**Set exercise 1:** In the Wizards podcast excerpt, what three things does Hughes base his view of the team's mindset on?
**Set exercise 2:** Rewrite the Wizards podcast excerpt between "He described that" and "Wizards to me.", inclusive, replacing "bad mix" with "poor combination".
**Set exercise 3:** According to the Wizards podcast excerpt, during which season did Hughes play for the New York Knicks under Mike D’Antoni?

**Page excerpt:**
On this week’s Bleav in Wizards podcast, Larry Hughes explained why it looks to him like the Wizards are going into each game like they expect to lose. Obviously, he’s not in the locker room to know their exact mindset but he’s basing that off of his own experiences, their body language, and hearing their comments to the media.
After discussing that for a while, I wanted to know how you can tell if a team has tuned out its head coach. Hughes believes that going into games with an expectation that you’re going to lose would be a sign that has already happened. Hughes had a similar experience playing for the New York Knicks under Mike D’Antoni, specifically during the 2009-2010 season.
He described that team as a bad mix because the players were not sure if they would be around and the organization was not sure what direction they wanted to go. Sounds pretty relatable to this year’s Wizards to me.
Larry Hughes: “What we’re seeing, waiting to lose, I think that’s where you understand and know that the players are not connected with the coach and they don’t feel that the game plan is strong enough to actually win or to actually execute on what is being said. When I was with New York, for that short time, like 10 out of the 13 guys, I think, were on one-year deals.

Stored items from a collection
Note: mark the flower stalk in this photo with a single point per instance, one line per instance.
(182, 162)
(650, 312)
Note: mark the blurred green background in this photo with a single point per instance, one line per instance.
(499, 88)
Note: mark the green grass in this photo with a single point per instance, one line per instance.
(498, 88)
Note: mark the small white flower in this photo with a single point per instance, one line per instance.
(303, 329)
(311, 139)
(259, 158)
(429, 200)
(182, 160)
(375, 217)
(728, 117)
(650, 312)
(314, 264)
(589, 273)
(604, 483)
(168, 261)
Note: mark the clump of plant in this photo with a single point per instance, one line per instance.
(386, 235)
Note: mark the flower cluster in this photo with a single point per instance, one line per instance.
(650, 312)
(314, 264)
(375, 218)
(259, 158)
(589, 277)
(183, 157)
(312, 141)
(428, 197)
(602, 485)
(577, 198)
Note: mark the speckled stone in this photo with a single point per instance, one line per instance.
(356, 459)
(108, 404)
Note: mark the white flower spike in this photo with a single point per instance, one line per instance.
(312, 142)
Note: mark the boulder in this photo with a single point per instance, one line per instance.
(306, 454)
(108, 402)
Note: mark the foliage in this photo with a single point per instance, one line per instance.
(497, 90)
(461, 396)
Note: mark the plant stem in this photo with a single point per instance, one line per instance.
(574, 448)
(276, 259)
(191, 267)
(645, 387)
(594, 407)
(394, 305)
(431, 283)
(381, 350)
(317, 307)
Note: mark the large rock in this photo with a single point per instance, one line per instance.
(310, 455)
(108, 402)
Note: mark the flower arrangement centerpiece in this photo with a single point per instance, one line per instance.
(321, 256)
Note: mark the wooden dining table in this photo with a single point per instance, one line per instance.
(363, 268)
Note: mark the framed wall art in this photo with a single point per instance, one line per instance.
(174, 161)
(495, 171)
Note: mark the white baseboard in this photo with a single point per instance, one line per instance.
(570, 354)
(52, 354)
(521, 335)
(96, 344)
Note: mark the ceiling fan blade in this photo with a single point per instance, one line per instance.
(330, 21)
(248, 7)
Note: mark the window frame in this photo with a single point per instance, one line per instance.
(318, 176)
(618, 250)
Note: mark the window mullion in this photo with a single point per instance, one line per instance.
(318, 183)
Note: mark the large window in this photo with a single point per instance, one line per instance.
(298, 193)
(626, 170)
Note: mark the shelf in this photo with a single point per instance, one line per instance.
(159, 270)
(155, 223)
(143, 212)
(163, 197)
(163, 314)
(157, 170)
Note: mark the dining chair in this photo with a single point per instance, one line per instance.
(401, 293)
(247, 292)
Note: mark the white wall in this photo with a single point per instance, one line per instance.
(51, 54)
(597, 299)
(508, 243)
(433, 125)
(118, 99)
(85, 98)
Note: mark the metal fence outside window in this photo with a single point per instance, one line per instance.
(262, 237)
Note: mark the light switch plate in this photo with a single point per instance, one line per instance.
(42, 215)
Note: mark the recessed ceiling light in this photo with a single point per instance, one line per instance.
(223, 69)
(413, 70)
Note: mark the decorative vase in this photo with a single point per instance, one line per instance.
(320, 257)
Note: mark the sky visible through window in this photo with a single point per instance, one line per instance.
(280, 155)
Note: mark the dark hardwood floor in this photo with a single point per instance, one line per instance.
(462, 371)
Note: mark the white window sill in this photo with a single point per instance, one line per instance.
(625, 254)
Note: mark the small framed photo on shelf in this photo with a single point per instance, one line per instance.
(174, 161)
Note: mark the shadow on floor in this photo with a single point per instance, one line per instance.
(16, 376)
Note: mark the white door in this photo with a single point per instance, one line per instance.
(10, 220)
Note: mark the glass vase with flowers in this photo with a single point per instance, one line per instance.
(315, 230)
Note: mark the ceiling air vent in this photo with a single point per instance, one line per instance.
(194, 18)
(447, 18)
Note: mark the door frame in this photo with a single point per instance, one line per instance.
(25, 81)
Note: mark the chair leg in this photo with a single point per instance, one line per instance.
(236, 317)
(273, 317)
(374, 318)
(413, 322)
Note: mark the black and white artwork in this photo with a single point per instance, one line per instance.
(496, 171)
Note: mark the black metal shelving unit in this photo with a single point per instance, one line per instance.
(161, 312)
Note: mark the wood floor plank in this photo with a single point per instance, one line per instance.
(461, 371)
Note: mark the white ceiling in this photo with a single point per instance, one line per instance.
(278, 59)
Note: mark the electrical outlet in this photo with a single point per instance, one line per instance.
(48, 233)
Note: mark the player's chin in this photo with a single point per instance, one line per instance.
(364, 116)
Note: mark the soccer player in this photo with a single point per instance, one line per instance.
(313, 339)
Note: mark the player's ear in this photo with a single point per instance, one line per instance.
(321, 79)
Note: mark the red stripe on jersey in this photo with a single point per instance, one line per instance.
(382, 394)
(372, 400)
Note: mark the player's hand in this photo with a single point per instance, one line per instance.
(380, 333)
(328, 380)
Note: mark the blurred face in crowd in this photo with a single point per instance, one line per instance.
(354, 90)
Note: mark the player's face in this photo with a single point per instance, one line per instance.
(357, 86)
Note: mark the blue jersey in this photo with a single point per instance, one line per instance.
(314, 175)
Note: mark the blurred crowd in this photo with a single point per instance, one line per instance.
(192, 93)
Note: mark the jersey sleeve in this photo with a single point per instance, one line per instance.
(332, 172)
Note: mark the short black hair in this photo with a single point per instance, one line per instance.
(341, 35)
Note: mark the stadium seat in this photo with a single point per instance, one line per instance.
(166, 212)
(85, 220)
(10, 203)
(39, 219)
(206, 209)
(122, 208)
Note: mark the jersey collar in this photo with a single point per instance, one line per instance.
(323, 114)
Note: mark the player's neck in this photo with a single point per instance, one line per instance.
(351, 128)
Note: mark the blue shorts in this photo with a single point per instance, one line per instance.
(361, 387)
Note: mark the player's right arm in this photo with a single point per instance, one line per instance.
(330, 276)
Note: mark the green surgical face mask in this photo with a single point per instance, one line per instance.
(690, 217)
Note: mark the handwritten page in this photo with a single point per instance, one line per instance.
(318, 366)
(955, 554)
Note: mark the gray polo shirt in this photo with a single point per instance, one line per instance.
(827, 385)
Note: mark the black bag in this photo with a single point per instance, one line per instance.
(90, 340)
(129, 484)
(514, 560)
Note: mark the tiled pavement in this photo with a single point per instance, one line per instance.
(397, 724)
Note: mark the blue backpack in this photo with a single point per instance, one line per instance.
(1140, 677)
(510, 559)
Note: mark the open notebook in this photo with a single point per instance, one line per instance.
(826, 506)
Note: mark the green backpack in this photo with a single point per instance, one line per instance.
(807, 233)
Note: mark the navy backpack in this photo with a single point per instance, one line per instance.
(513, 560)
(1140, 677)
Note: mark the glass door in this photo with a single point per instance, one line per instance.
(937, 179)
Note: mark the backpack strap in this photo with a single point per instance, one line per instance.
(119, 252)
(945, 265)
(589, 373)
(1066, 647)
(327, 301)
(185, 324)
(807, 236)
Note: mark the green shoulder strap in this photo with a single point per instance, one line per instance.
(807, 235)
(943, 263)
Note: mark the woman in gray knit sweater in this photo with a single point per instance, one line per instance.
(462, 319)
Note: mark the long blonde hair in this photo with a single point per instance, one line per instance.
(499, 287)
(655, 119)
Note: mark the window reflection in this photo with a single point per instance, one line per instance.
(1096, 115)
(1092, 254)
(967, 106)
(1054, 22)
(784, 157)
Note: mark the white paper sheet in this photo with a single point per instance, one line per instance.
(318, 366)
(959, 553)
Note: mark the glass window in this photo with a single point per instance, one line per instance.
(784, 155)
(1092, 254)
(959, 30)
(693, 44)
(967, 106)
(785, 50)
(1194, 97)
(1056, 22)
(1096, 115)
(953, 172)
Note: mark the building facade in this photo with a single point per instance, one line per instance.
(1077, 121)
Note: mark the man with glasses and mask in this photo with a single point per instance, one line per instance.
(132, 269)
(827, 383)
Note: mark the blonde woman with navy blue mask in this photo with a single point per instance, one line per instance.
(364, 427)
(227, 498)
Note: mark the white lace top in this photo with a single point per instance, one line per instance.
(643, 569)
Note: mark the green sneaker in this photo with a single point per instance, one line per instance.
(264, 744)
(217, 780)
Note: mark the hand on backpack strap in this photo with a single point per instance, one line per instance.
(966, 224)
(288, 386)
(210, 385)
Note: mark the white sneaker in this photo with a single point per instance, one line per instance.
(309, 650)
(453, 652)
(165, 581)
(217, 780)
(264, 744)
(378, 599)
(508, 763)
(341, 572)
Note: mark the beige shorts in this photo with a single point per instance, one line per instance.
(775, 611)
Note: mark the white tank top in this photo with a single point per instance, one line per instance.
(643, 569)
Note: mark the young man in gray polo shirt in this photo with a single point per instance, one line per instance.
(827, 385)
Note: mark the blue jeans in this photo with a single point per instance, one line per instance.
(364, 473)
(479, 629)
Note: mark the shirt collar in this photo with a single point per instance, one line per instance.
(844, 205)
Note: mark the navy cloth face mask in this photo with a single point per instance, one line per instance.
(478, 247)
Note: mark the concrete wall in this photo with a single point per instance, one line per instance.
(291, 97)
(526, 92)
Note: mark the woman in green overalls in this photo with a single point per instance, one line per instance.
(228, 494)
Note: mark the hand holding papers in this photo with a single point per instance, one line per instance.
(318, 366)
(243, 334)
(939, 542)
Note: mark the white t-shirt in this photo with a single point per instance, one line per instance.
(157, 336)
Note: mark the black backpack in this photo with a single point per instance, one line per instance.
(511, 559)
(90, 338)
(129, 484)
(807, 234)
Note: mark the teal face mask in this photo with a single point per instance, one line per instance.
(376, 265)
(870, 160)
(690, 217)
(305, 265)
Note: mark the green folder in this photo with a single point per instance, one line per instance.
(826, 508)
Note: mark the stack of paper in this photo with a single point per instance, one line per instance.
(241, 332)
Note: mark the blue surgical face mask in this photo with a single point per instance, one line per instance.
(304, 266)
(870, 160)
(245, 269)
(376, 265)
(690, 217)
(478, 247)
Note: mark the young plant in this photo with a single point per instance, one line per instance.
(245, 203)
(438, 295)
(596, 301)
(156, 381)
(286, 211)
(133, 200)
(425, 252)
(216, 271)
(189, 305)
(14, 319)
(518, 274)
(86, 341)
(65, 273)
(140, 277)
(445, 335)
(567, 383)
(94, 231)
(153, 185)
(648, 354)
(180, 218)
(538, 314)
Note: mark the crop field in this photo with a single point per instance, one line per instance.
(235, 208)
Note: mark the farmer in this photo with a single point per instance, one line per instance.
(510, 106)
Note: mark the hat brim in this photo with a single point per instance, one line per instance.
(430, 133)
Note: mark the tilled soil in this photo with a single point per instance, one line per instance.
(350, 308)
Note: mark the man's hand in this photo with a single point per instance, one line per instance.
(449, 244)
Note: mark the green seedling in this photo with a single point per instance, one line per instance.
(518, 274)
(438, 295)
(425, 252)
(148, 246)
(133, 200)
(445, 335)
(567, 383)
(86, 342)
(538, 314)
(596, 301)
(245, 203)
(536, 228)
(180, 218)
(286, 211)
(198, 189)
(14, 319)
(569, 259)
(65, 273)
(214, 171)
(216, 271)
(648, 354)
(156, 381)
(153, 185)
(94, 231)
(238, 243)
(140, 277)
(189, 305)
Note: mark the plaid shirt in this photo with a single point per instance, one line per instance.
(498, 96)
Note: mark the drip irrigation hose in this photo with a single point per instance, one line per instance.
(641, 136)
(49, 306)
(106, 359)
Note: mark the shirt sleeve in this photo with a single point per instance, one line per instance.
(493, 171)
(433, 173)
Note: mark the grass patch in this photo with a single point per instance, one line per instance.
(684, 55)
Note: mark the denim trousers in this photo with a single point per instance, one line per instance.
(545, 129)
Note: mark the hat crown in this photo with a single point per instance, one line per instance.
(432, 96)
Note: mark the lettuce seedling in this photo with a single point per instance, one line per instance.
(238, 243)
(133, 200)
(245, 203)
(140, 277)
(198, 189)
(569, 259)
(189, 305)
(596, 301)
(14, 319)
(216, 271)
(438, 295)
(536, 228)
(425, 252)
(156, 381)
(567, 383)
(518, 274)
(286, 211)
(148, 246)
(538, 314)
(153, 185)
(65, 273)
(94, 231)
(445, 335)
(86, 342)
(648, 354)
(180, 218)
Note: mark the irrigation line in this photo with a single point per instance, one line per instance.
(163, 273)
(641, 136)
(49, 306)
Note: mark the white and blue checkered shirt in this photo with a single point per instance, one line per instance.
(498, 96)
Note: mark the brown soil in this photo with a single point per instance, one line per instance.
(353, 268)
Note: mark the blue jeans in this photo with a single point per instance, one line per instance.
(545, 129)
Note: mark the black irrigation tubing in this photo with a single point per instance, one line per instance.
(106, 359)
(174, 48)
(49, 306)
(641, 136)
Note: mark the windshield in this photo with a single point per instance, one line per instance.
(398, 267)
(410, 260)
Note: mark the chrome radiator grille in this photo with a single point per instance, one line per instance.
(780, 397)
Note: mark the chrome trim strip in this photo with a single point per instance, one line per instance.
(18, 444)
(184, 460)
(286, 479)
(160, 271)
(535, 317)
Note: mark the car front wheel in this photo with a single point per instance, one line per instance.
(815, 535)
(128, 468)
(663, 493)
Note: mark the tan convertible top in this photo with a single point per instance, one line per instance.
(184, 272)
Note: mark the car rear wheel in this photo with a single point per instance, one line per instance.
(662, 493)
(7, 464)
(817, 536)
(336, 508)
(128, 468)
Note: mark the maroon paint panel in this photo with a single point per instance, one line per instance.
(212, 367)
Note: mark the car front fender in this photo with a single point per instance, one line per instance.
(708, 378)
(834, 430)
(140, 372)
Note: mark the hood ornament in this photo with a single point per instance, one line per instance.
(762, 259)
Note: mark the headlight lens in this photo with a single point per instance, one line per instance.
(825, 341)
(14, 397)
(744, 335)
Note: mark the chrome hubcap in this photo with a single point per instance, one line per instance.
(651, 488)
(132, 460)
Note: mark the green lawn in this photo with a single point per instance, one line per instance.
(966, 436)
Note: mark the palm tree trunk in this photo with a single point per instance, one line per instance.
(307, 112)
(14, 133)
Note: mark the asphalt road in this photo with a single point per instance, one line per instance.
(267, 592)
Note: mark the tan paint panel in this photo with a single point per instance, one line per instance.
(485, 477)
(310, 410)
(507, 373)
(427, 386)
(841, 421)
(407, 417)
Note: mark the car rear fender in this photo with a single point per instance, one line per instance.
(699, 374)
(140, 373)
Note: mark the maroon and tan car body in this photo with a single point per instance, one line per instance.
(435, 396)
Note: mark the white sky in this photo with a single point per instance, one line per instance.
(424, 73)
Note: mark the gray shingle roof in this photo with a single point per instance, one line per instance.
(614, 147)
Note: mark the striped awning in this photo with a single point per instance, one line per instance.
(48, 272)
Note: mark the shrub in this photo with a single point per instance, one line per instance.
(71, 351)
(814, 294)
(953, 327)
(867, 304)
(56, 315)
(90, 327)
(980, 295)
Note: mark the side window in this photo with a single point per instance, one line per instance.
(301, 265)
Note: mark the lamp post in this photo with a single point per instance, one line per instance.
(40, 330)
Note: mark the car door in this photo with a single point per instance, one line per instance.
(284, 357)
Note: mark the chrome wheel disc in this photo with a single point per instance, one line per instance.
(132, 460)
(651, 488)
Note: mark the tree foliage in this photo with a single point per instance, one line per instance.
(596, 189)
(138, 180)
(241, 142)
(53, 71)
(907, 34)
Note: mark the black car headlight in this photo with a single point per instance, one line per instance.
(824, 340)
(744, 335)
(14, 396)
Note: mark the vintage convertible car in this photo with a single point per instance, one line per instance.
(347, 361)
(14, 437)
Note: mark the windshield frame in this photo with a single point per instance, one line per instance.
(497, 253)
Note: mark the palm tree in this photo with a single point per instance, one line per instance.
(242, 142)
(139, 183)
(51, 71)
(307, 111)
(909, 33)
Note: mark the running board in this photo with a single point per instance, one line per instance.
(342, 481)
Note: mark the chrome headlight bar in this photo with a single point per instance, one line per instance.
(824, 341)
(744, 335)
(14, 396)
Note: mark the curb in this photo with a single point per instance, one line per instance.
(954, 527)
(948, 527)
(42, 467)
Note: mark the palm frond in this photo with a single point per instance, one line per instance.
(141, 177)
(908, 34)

**Expected output 1:** His own experiences, their body language, and hearing their comments to the media.

**Expected output 2:**
He described that team as a poor combination because the players were not sure if they would be around and the organization was not sure what direction they wanted to go. Sounds pretty relatable to this year’s Wizards to me.

**Expected output 3:** The 2009-2010 season.